SUPPLIED DATA:
######

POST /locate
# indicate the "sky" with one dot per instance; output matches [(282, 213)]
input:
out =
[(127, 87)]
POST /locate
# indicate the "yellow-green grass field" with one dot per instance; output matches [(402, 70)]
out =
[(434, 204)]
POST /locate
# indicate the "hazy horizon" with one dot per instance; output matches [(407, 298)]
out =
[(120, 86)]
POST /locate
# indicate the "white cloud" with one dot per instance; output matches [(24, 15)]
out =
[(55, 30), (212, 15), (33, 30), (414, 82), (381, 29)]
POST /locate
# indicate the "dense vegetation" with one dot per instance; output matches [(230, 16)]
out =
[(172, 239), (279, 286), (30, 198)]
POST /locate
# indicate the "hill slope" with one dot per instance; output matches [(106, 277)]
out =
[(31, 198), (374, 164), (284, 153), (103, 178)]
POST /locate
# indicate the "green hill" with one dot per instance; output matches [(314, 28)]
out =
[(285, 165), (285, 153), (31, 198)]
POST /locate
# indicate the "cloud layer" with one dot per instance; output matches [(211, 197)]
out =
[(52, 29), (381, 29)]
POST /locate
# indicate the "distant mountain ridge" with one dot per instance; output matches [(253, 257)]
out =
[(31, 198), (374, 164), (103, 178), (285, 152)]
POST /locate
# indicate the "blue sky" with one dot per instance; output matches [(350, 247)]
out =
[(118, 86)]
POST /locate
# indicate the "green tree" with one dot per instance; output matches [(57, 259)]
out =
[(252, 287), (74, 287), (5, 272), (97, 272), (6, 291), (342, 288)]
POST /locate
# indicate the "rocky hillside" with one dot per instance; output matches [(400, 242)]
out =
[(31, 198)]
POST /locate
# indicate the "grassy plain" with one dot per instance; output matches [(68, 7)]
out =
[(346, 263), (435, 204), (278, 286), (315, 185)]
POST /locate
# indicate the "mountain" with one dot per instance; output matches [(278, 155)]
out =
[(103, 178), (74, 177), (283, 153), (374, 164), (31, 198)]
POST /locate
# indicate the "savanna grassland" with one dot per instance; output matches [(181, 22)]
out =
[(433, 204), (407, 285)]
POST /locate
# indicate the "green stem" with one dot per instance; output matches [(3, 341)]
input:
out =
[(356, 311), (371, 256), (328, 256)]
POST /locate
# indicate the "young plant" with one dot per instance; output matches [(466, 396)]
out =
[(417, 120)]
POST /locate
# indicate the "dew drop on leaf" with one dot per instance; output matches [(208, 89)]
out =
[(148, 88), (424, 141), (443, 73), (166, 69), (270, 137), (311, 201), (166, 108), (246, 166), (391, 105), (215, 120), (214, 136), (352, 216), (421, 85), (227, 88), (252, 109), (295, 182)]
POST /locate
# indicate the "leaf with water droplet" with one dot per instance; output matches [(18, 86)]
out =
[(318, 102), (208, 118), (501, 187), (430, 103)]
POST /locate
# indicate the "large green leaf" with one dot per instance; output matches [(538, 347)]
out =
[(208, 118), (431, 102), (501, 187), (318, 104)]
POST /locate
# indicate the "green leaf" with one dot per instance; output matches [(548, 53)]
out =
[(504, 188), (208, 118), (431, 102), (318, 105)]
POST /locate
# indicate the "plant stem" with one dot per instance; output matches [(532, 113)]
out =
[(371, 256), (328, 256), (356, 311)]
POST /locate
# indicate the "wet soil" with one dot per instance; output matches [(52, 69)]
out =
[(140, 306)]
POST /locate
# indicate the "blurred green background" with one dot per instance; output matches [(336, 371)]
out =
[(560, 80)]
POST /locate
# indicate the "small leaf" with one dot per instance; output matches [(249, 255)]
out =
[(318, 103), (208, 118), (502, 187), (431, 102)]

######

Retype the records above in full, with no differences.

POST /locate
# indicate the "sky" with one dot per instance; output matches [(282, 213)]
input:
out =
[(127, 87)]
POST /locate
# indicate the "yellow-green grass field" with one dot per instance; output matches [(402, 70)]
out =
[(434, 204)]
POST /locate
# indicate the "hazy horizon" with one dot per instance; output matches [(407, 298)]
out =
[(120, 86)]
POST /locate
# indicate the "white cloud" with one dot per instance; output matches [(24, 15)]
out =
[(55, 30), (212, 15), (33, 30), (414, 82), (381, 29)]
POST /locate
# indicate the "dense vegetation" with one dot per instance; output matches [(230, 16)]
out =
[(172, 239), (279, 286), (30, 198)]
POST /locate
# indicate the "hill slope" with one dot per instance; output matches [(106, 277)]
out =
[(31, 198), (374, 164), (284, 153), (103, 178)]
POST /locate
# indicate the "green hill" with one dot per instance; output matches [(314, 28)]
out =
[(285, 165), (285, 153), (31, 198)]
POST /locate
# indicate the "cloud layer" with one dot per instance; output matches [(211, 197)]
out =
[(52, 29), (381, 29)]
POST /locate
# indicate the "distant mountain ridge" with one dot per instance; output matches [(253, 257)]
out =
[(31, 198), (374, 164), (103, 178), (285, 152)]
POST /locate
# indicate the "blue sky" with one dot per instance; output matches [(350, 247)]
out =
[(118, 86)]
POST /locate
# indicate the "green tree" with one dot per instance; output matches [(57, 259)]
out =
[(252, 287), (74, 287), (5, 272), (97, 272), (6, 291), (342, 288)]
POST /locate
# indicate the "rocky hillside" with one dot per instance; output matches [(400, 242)]
out =
[(31, 198)]
POST /locate
# indicate the "grassy plain" with one dot per instance; output matches [(68, 7)]
out =
[(346, 263), (435, 204), (278, 286), (315, 185)]
POST /locate
# indicate the "mountain" with one dot per instance; output matches [(278, 155)]
out =
[(103, 178), (74, 177), (283, 153), (374, 164), (31, 198)]
POST /locate
# indicate the "savanna grassland" with one dot per instance; output matches [(181, 22)]
out =
[(433, 204), (407, 285)]
POST /locate
# indicate the "green stem" with one dot per instance; output matches [(3, 341)]
input:
out =
[(356, 311), (371, 256), (328, 256)]
POST /locate
# indicate the "young plant" with one dot per instance; output matches [(466, 396)]
out =
[(417, 120)]
POST /locate
# indicate the "dew drop on leaf" with one dot per instance; output matches [(208, 89)]
out =
[(148, 88), (424, 141), (443, 73), (166, 69), (270, 137), (311, 201), (166, 108), (246, 166), (391, 105), (215, 120), (214, 136), (352, 216), (421, 85), (227, 88), (252, 109), (295, 182)]
POST /locate
# indicate the "leaf with water droplet" with one dot per instance; output matches [(18, 86)]
out =
[(318, 102), (208, 118), (501, 187), (430, 103)]
POST /locate
# indicate the "large green leaf" with one dot per instance; output matches [(538, 347)]
out =
[(208, 118), (431, 102), (501, 187), (318, 104)]
POST /locate
# indicate the "green leaf" with one dot per instance; output matches [(548, 53)]
out =
[(504, 188), (208, 118), (431, 102), (318, 105)]
POST /locate
# indicate the "plant stem" with one dot per instance; output matches [(532, 113)]
out =
[(371, 256), (328, 256), (356, 311)]
POST /locate
# indicate the "wet soil" with one dot per instance; output matches [(52, 69)]
out =
[(140, 306)]
POST /locate
# indicate the "blurred green background" with one dot per instance; output matches [(336, 371)]
out =
[(560, 80)]
POST /locate
# indicate the "small leaf" with one dot per instance; output matches [(249, 255)]
out =
[(318, 103), (208, 118), (502, 187), (431, 102)]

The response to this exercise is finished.